Goal:
Print verbatim every line starting at the one that contains "deck floorboard in" and ending at the final line of the records; include both endpoints.

Object location annotation data:
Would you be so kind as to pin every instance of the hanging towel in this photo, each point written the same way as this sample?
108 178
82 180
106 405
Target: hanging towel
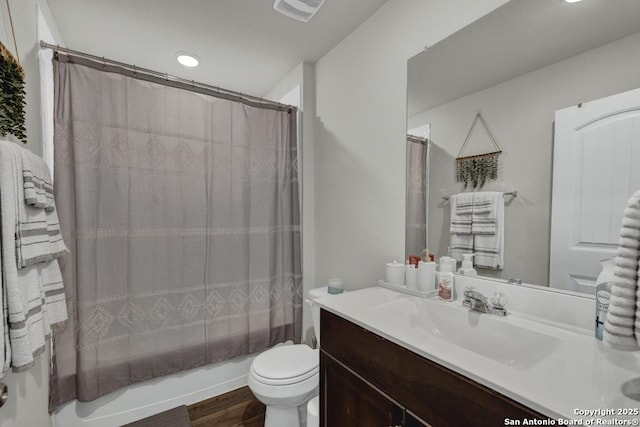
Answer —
38 236
38 187
483 218
461 239
461 208
622 325
489 248
34 294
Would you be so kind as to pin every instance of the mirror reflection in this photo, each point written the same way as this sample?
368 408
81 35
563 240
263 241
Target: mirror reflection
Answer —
531 68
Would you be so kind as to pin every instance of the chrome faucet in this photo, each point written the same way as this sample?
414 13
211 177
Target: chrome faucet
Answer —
478 302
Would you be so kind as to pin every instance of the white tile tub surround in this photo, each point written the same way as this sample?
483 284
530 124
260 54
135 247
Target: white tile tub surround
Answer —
578 373
152 397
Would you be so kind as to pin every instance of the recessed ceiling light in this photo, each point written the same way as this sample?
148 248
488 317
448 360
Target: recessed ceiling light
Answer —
188 59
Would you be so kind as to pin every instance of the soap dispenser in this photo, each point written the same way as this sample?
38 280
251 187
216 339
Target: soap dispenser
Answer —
445 282
426 273
467 265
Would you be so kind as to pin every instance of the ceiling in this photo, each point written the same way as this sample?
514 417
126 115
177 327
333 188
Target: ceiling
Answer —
518 37
244 45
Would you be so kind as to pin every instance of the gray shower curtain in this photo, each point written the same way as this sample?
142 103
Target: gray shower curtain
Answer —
416 204
181 213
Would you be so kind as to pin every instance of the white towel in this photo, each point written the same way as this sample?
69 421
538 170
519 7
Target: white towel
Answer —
37 182
483 218
489 248
38 236
622 325
461 239
461 208
34 294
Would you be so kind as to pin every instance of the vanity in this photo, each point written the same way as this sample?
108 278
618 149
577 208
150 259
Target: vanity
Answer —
390 359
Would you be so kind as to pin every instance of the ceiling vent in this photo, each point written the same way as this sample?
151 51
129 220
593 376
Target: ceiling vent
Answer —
300 10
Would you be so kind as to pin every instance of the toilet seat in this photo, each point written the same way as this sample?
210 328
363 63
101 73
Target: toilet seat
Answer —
284 365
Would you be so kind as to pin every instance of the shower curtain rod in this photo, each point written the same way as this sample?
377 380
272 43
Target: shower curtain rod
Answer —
417 139
185 84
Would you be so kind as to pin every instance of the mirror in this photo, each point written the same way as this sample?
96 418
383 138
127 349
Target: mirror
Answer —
518 65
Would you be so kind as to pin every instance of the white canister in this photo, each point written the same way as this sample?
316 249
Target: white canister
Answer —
426 276
411 276
394 273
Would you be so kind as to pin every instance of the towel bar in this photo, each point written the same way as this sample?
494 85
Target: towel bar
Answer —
510 193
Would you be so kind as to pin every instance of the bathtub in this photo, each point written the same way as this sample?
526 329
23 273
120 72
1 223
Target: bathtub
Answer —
154 396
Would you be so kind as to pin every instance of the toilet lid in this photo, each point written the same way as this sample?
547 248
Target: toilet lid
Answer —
286 364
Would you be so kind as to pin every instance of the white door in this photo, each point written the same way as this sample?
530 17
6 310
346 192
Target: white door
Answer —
596 167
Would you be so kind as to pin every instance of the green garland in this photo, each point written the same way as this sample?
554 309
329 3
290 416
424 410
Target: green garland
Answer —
477 170
12 97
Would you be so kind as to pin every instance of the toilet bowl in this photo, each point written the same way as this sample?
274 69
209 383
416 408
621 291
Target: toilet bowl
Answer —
286 377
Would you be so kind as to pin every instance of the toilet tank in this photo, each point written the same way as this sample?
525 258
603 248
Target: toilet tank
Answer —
315 308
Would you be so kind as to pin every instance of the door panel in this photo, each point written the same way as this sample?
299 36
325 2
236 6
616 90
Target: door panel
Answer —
596 153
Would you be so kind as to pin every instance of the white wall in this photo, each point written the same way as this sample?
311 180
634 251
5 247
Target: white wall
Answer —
28 391
520 113
360 128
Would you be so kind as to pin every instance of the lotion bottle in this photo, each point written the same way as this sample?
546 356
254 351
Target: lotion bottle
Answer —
445 282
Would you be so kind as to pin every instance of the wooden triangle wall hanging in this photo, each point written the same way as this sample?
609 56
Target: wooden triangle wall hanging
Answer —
478 168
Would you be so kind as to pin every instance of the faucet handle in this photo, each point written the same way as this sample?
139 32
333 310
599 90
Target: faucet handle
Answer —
499 300
469 292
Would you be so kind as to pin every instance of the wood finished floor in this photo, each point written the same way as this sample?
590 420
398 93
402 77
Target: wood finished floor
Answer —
237 408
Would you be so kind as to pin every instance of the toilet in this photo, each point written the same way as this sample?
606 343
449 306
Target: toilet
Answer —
285 378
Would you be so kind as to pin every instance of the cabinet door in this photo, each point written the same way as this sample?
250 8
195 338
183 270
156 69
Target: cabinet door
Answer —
348 401
411 420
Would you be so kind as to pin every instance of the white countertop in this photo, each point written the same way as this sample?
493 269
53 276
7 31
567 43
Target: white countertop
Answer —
580 374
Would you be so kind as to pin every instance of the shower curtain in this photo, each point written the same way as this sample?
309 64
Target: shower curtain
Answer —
416 204
180 209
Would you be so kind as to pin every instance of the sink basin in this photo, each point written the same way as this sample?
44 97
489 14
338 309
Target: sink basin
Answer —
496 338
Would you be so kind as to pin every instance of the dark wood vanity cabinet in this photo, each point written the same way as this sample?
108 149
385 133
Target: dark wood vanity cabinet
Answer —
366 380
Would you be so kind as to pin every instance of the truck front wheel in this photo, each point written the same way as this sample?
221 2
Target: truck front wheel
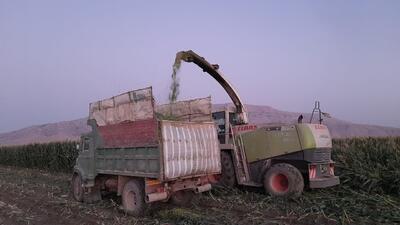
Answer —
133 198
283 180
182 198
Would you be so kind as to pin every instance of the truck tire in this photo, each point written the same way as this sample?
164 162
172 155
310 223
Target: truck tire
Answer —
228 177
133 200
182 198
283 180
76 187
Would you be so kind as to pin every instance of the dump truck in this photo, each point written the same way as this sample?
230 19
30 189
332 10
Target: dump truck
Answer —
136 150
283 159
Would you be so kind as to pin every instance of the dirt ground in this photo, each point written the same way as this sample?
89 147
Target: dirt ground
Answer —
30 197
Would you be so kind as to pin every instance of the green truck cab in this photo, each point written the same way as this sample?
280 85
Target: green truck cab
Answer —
134 151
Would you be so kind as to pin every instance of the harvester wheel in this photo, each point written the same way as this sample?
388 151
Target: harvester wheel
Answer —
133 198
182 198
76 187
228 178
284 180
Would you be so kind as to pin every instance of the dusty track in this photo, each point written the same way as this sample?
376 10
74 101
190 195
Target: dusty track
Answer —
37 197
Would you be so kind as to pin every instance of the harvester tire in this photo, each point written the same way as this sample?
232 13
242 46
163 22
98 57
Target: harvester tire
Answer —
133 198
77 189
182 198
283 180
228 177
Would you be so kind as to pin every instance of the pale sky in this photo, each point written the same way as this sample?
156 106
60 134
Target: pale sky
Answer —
57 56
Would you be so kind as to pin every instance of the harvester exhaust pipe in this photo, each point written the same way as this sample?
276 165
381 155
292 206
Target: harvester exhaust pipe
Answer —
203 188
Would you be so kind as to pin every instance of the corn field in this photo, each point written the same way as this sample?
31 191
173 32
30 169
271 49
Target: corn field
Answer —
369 172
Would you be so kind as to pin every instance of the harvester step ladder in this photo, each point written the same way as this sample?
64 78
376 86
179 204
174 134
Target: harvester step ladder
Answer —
243 174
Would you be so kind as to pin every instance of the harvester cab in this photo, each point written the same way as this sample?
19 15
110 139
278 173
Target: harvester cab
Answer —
282 158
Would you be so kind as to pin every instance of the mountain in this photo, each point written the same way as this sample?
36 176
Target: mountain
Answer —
261 115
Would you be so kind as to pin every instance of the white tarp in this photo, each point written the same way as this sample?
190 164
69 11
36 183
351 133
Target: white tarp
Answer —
130 106
196 110
190 149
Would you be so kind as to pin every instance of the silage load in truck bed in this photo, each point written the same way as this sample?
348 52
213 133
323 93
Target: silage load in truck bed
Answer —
195 110
130 106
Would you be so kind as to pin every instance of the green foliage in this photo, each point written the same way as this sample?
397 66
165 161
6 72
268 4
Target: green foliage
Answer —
369 164
56 156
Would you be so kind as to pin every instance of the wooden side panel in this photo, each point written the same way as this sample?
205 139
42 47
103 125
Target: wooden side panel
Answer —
139 162
130 134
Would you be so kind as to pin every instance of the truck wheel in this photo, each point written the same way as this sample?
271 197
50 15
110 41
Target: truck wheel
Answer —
76 187
283 180
133 198
182 198
228 178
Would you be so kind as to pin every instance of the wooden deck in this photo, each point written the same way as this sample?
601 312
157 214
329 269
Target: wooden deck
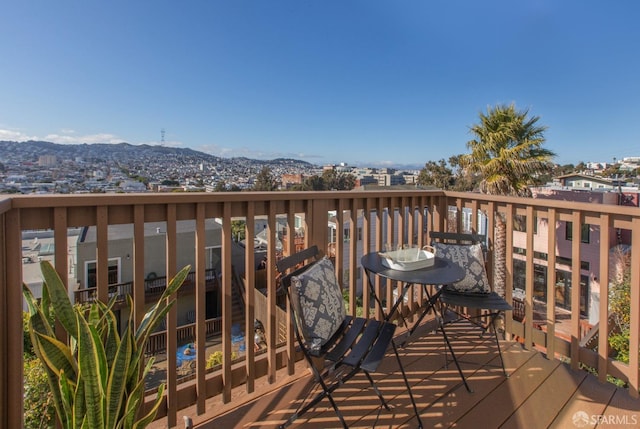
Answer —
538 393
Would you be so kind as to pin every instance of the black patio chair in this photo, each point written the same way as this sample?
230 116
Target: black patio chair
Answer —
346 345
474 291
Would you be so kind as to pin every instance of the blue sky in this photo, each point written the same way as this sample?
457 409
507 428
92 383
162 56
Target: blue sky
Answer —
364 82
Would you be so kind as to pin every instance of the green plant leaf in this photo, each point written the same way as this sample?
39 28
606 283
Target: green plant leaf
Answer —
117 380
103 370
56 356
89 363
79 408
59 298
149 322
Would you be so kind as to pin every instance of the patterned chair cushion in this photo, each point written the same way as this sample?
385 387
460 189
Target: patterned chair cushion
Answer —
471 259
317 300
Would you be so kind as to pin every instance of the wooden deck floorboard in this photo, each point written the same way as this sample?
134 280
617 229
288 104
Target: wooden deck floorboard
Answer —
538 393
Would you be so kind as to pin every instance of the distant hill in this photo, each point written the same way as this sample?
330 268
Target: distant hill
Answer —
123 151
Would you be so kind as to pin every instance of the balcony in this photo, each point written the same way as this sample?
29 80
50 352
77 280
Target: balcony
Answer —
548 336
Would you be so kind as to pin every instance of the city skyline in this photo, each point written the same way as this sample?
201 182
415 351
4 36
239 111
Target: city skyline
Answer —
366 83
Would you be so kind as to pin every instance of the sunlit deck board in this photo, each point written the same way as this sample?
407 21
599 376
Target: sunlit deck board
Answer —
538 392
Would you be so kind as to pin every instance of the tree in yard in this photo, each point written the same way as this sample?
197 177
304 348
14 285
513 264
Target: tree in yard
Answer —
334 180
620 309
507 155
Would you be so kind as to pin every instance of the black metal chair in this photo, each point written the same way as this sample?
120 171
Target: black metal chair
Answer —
474 291
347 345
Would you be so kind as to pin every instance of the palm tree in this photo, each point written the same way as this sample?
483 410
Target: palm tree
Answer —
508 157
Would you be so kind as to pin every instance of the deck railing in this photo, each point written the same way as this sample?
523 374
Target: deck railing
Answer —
153 288
364 221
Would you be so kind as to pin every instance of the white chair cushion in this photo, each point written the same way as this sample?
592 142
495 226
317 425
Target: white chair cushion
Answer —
471 259
318 302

Task answer:
Would you be so kind as to pin every instance of the wooden deck floorboard in this photo, each point written the same way as this sample?
134 280
617 229
288 104
Target: wooden deck floorboard
Answer —
538 393
Would you be so kind as to pin every instance of the distant hill in this photo, each point written the same way as this sample?
330 268
Target: distant hill
Answer —
123 151
Would you be so kind as to pin every instance of the balcony in this photo, each point written the same way as this sample?
29 80
50 352
77 280
Target: balcony
Answer —
548 336
Would you be so kind as to pin every instance of the city skyline in this photo, each point written the same way as this sample?
201 182
415 351
4 36
239 111
Target: city skyline
Answer —
366 83
Would you be so kind as to pin every instance of the sunlit deck board in this photo, each point written the same way as this sample?
407 21
599 376
Target: sunlit deck board
Answer —
538 392
Would you be so kind as to pin every instance of the tree in yard in this photo, each point written the same way as this sample?
197 177
304 348
14 285
513 264
Target: tree in yard
Answer —
334 180
620 309
507 155
Would you be so kind as to pin every instance of the black metal chair in this photo, each point written the same way as this sample?
120 171
Target: black metal chair
Answer —
474 291
347 345
Would you be so kind as to pin every instance of the palm tree in this photo, each point written the same way as this sample?
483 410
Target: palm tree
Answer —
508 157
Would you be so kind as to pin every instance of the deck railing in this photo, each point written the same way as this sample?
523 374
Target: deck railing
Answer —
153 288
364 221
Would you be so kind as to pin every instance of the white chair cushion in this photo, each point written the same way as this sample?
592 142
495 226
317 425
Target: white chair cushion
Answer —
471 259
318 302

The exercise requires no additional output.